╭─ Text
If one would find the wealth of wit there is in this plain man, the information, the sagacity, the poetry, the piety, let him take a walk with him, say of a winters afternoon, to the Blue Water, or anywhere about the outskirts of his village-residence. Pagan as he shall outwardly appear, yet he soon shall be seen to be the hearty worshipper of whatsoever is sound and wholesome in Nature,—a piece of russet probity and sound sense that she delights to own and honor. His talk shall be suggestive, subtile, and sincere, under as many masks and mimicries as the shows he passes, and as significant,—Nature choosing to speak through her chosen mouth-piece,—cynically, perhaps, sometimes, and searching into the marrows of men and times he chances to speak of; to his discomfort mostly, and avoidance. Nature, poetry, life,—not politics, not strict science, not society as it is,—are his preferred themes: the new Pantheon, probably, before he gets far, to the naming of the gods some coming Angelo, some Pliny, is to paint and describe. The world is holy, the things seen symbolizing the Unseen, and worthy of worship so, the Zoroastrian rites most becoming a nature so fine as ours in this thin newness, this worship being so sensible, so promotive of possible pieties,—calling us out of doors and under the firmament, where health and wholesomeness are finely insinuated into our souls,—not as idolaters, but as idealists, the seekers of the Unseen through images of the Invisible.
╰─
Job A:
In the passage on the plain man:
(i) Where might someone walk with him?
(ii) Which three themes does he prefer?
(iii) What do the things seen symbolize?
Job B: Extend the passage on the plain man with a few sentences that pick up after its final sentence.
The lines that follow are separate material, unrelated to the passage on the plain man.
╭─ Extracted data
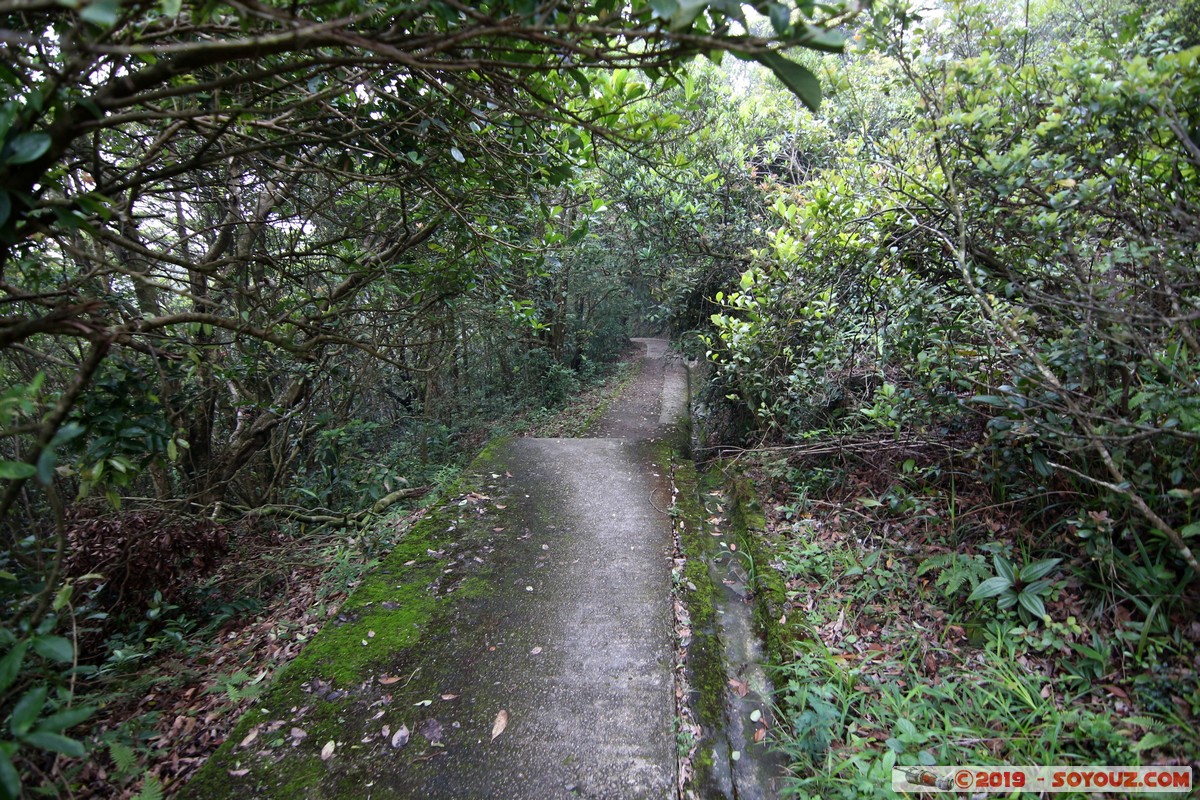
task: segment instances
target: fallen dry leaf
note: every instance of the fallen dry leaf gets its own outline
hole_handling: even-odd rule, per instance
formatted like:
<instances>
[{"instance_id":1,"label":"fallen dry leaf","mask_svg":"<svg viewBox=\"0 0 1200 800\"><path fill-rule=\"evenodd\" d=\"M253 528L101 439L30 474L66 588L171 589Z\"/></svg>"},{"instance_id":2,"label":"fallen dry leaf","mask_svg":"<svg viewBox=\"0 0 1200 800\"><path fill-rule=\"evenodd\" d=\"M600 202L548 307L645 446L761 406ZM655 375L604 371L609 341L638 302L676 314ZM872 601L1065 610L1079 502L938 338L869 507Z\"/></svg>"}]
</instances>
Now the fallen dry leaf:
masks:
╰─
Task output A:
(i) To the Blue Water, or anywhere about the outskirts of his village-residence.
(ii) Nature, poetry, and life.
(iii) The Unseen.

Task output B:
I think his religion of the most primitive type, and inclusive of all natural creatures and things, even to “the sparrow that falls to the ground,”—though never by shot of his,—and, for whatsoever is manly in man, his worship may compare with that of the priests and heroes of pagan times. Nor is he false to these traits under any guise,—worshipping at unbloody altars, a favorite of the Unseen, Wisest, and Best. Certainly he is better poised and more nearly self-reliant than other men.
Perhaps he deals best with matter, properly, though very adroitly with mind, with persons, as he knows them best, and sees them from Natures circle, wherein he dwells habitually. I should say he inspired the sentiment of love, if, indeed, the sentiment he awakens did not seem to partake of a yet purer sentiment, were that possible,—but nameless from its excellency. Friendly he is, and holds his friends by bearings as strict in their tenderness and consideration as are the laws of his thinking,—as prompt and kindly equitable,—neighborly always, and as apt for occasions as he is strenuous against meddling with others in things not his.
I know of nothing more creditable to his greatness than the thoughtful regard, approaching to reverence, by which he has held for many years some of the best persons of his time, living at a distance, and wont to make their annual pilgrimage, usually on foot, to the master,—a devotion very rare in these times of personal indifference, if not of confessed unbelief in persons and ideas.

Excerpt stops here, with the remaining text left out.